REQUEST A -
Decide whether each statement agrees with the passage on Cadet Flipper. Answer yes or no for each and quote the words of the passage that decide it.
(i) The former instructor says Flipper stayed in their school until his Freshman year in college, when he was appointed to West Point.
(ii) The Canadian reader says that in Canada, Negroes and Anglo-Saxons attend separate schools.
(iii) According to the third letter, Flipper's fellow cadets refused to speak to him.
REQUEST B - Reproduce word for word the part of the Cadet Flipper passage that opens with the words containing "Cadet Flipper Again." and closes with "about his treatment.".
REQUEST C - Write the next part of the passage on Cadet Flipper, starting after its last sentence.

READING PASSAGE -
============================================================
Cadet Flipper Again.
"We have received several letters on the subject of Cadet Flipper, to whose treatment at West Point we recently called the attention of our readers. One of them is from a former instructor, who bears a high testimony to Lieutenant Flipper s character. He writes:
" I want to thank you for your editorial in the Christian Union about Cadet Flipper. He was one of our boys; was with us in school from the beginning of his education till Freshman year in college, when he received his appointment to West Point. He was always obedient, faithful, modest, and in every way manly. We were sorry to have him leave us; but now rejoice in his victory, and take pride in him.
" During all these years, in his correspondence with his friends, he has not, so far as I can learn, uttered a single complaint about his treatment.
"A second is from a Canadian reader, who objects to our condemnation of the Anglo-Saxon race, and insists that we should have reserved it for the Yankees. In Canada, he assures us, the color line is unknown, and that Negroes and Anglo-Saxons mingle in the same school and in the same sports without prejudice. Strange to say the white men are not colored by the intercourse.
"The third letter comes indirectly from Lieutenant Flipper himself. In it the writer gives us the benefit of information derived from the lieutenant. We quote (the italics are ours):
" Mr. Flipper is highly respected here, and has been received by his former teachers and friends with pleasure and pride. His deportment and character have won respect and confidence for himself and his race. As to his treatment at West Point, he assures me that the "papers" are far astray. There was no ostracism on the part of his fellow-cadets, except in the matter of personal public association. He was invariably spoken to and treated courteously and respectfully both as a cadet and officer.
============================================================
EXERCISE DATA -
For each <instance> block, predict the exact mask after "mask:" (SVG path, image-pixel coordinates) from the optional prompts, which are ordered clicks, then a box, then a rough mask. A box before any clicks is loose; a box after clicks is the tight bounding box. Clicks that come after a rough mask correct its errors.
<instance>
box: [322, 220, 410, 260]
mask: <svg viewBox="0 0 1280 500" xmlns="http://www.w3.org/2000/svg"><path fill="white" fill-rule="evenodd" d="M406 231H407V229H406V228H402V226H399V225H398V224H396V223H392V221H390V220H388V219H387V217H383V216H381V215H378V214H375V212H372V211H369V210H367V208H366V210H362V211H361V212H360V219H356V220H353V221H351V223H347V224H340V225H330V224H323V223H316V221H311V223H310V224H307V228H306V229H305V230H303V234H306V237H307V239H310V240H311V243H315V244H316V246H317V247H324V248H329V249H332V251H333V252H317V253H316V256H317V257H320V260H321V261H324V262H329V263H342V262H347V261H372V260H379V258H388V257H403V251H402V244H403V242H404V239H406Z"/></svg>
============================================================
RESPONSE BOX A -
(i) Yes: "was with us in school from the beginning of his education till Freshman year in college, when he received his appointment to West Point."
(ii) No: "Negroes and Anglo-Saxons mingle in the same school and in the same sports without prejudice."
(iii) No: "He was invariably spoken to and treated courteously and respectfully both as a cadet and officer."

RESPONSE BOX B -
Cadet Flipper Again.
"We have received several letters on the subject of Cadet Flipper, to whose treatment at West Point we recently called the attention of our readers. One of them is from a former instructor, who bears a high testimony to Lieutenant Flipper s character. He writes:
" I want to thank you for your editorial in the Christian Union about Cadet Flipper. He was one of our boys; was with us in school from the beginning of his education till Freshman year in college, when he received his appointment to West Point. He was always obedient, faithful, modest, and in every way manly. We were sorry to have him leave us; but now rejoice in his victory, and take pride in him.
" During all these years, in his correspondence with his friends, he has not, so far as I can learn, uttered a single complaint about his treatment.

RESPONSE BOX C -
"We are glad to be assured that it was not as bad as we had been informed by what we considered as good authority; and we are still more glad to know that Lieutenant Flipper, instead of making much of his social martyrdom, has the good sense to make as light of it as he conscientiously can. But if it is true that there were cadets who did not sympathize with the action of the class, and were brave enough to speak to their colored comrade in private, it was a pity that they were not able to screw their courage up to a little higher point, and put the mark of a public condemnation on so petty and cruel a persecution."
The people at large seem to be laboring under a delusion about West Point, at least the West Point that I knew. I know nothing of what West Point was, or of what was done there before I entered the Academy. I have heard a great deal and read a great deal, and I am compelled to admit I have doubts about much of it. At the hands of the officers of the institution my treatment didn't differ from that of the other cadets at all, and at the hands of the cadets themselves it differed solely "in the matter of personal public association." I was never persecuted, or abused, or called by approbrious epithets in my hearing after my first year. I am told it has been done, but in my presence there has never been any thing but proper respect shown me. I have mentioned a number of things done to me by cadets, and I have known the same things to be done to white cadets. For instance, I was reported for speaking to a sergeant about the discharge of his duty. The same thing occurred to several members of the class of 74. They were ordered into the rear rank by a sergeant of the second class, when they were first-classmen. They were white. The result was they were all, three in number, I think, put in arrest.
Some New England paper contributes the following articles to this discussion, parts of which I quote:
|The Bigot And The
"The Hilton-Seligman controversy is one of those incidents which illustrate some of the features of our social life. The facts can briefly be stated. A Jewish gentleman, of wealth and position, applies for rooms at the Grand Union Hotel, Saratoga, and is flatly refused admission because he is a Jew. The public indignation is so great that the manager of the hotel is obliged to defend the act, and puts in the plea that a man has the right to manage his property as he pleases.
"But before our anger cools, let us remember the case of the colored cadet at West Point. During his course he met with constant rebuffs. He was systematically cut by his fellow schoolmates. Instead of extending to him a generous sympathy in his noble ambition, they met him with sneers. All the feelings which should guide a chivalric soldier and lead him to honor real heroism, were quenched by the intense prejudice against color. Mean and despicable as is the spirit which prompted the manager of the Grand Union Hotel to refuse to entertain the rich Jewish banker, that which influenced the young men at West Point is still more deserving scorn and contempt. It was meaner and more contemptible than cowardice."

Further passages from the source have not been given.